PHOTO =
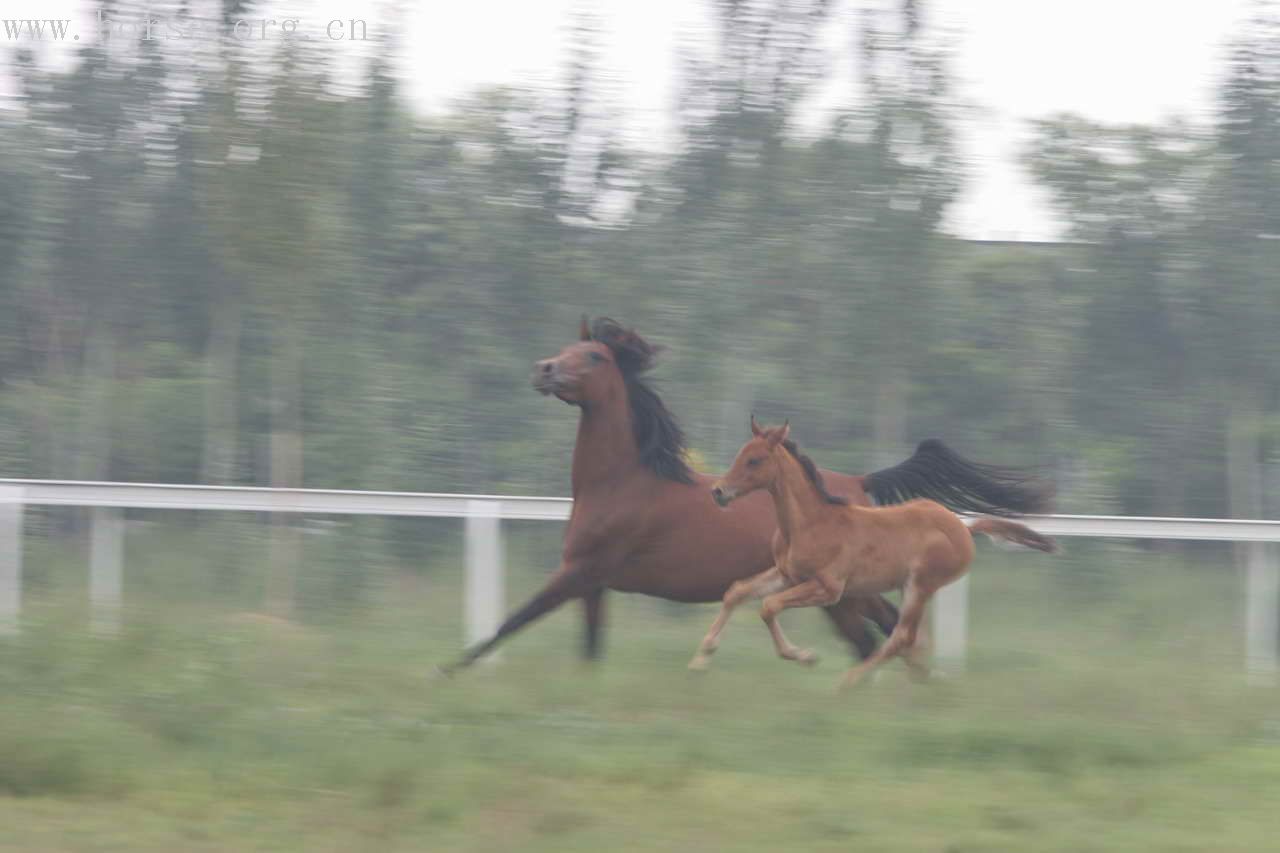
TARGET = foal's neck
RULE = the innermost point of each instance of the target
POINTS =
(606, 448)
(795, 498)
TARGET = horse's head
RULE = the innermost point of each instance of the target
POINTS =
(755, 465)
(594, 366)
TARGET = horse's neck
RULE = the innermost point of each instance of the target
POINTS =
(795, 498)
(606, 447)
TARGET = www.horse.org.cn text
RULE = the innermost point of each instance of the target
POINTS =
(184, 28)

§ **What this task involves**: Those lines from the one with "TARGET = foal's neck" through the last line of the material above are to be retyped exactly, with nothing else.

§ **Problem solution**:
TARGET = foal's neck
RULE = the innermost point of each instance of the target
POINTS =
(606, 448)
(795, 498)
TARGET = horse's head
RULE = the innermost point of each instance of the target
POINTS =
(755, 465)
(594, 366)
TARGET = horse's neck
RULE = the innermost point of each instance of the target
POINTS =
(795, 498)
(606, 447)
TARGET = www.horse.org.cn text
RULE = the innermost point of each instance of the target
POINTS =
(184, 28)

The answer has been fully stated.